## SUPPLIED TEXT
* * * * * * * * *

Online Feedback Loop
Continuous model improvement through production feedback and iterative DPO training.
Table of contents
- Overview
- System Architecture
- Implementation
- Best Practices
- Example: Weekly Iteration
- Troubleshooting
- Resources
Overview
What is the Online Loop?
The online feedback loop enables continuous model improvement by collecting real user feedback from production, converting it into preference data, and using DPO training to create incrementally better model versions.
Complete Cycle:
graph TB
A[Model v1.0
in Production] --> B[User Interactions]
B --> C[Collect Feedback]
C --> D[Preference Dataset]
D --> E[DPO Training]
E --> F[Model v1.1]
F --> G{A/B Test}
G -->|Better| H[Deploy v1.1]
G -->|Worse| I[Analyze & Debug]
H --> B
I --> E
style H fill:#90EE90
style G fill:#FFD700
System Architecture
Components
graph TB
subgraph Production["Production Environment"]
A[Load Balancer] --> B[Model A
Current]
A --> C[Model B
Candidate]
B --> D[Logger]
C --> D
end
subgraph DataPipeline["Data Pipeline"]
D --> E[Interaction DB]
E --> F[Sampling]
F --> G[Annotation Queue]
end
subgraph Training["Training Pipeline"]
G --> H[Preference Data]
H --> I[DPO Training]
I --> J[New Model]
end
subgraph Evaluation["Evaluation & Deployment"]
J --> K[Offline Eval]
K --> L[Online A/B Test]
L --> M{Decision}
M -->|Deploy| C
M -->|Reject| N[Archive]
end
Implementation
1. Interaction Logging
Log Format:
interaction_log = {
"interaction_id": "uuid-string",
"timestamp": "2024-01-15T10:30:00Z",
"model_version": "v1.0",
"user_id": "user-123",
"conversation": [
{"role": "user", "content": "Explain quantum computing"},
{"role": "assistant", "content": "Quantum computing uses..."}
],
"metadata": {
"latency_ms": 250,
"tokens_generated": 150
}
}
Logging Implementation:
import json
import sqlite3
from datetime import datetime
class InteractionLogger:
def __init__(self, db_path="data/llmops/interactions.db"):
self.conn = sqlite3.connect(db_path)
self.create_tables()
def create_tables(self):
self.conn.execute("""
CREATE TABLE IF NOT EXISTS interactions (
id TEXT PRIMARY KEY,
timestamp DATETIME,
model_version TEXT,
user_id TEXT,
conversation TEXT,
feedback_score INTEGER,
metadata TEXT
)
""")
def log_interaction(self, interaction):
self.conn.execute("""
INSERT INTO interactions VALUES (?, ?, ?, ?, ?, ?, ?)
""", (
interaction['interaction_id'],
interaction['timestamp'],
interaction['model_version'],
interaction['user_id'],
json.dumps(interaction['conversation']),
interaction.get('feedback_score'),
json.dumps(interaction.get('metadata', {}))
))
self.conn.commit()
def get_interactions(self, start_date, end_date, model_version=None):
query = """
SELECT * FROM interactions
WHERE timestamp BETWEEN ? AND ?

* * * * * * * * *

## TASKS TO CARRY OUT
A – From the feedback loop page, set down the passage from "Table of contents" up to and including "the Online Loop?".
B – In the feedback loop page, what default database path does the InteractionLogger class use?
The lines that come next have no connection to the feedback loop page.

## RECORDED INFORMATION
* * * * * * * * *

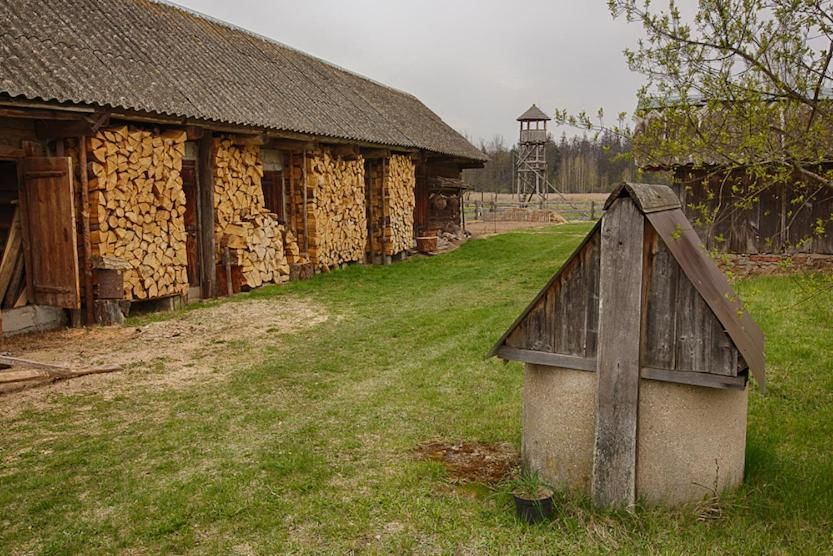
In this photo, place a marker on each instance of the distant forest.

* * * * * * * * *

## SOLUTIONS FOR EACH TASK
A –
Table of contents
- Overview
- System Architecture
- Implementation
- Best Practices
- Example: Weekly Iteration
- Troubleshooting
- Resources
Overview
What is the Online Loop?

B – data/llmops/interactions.db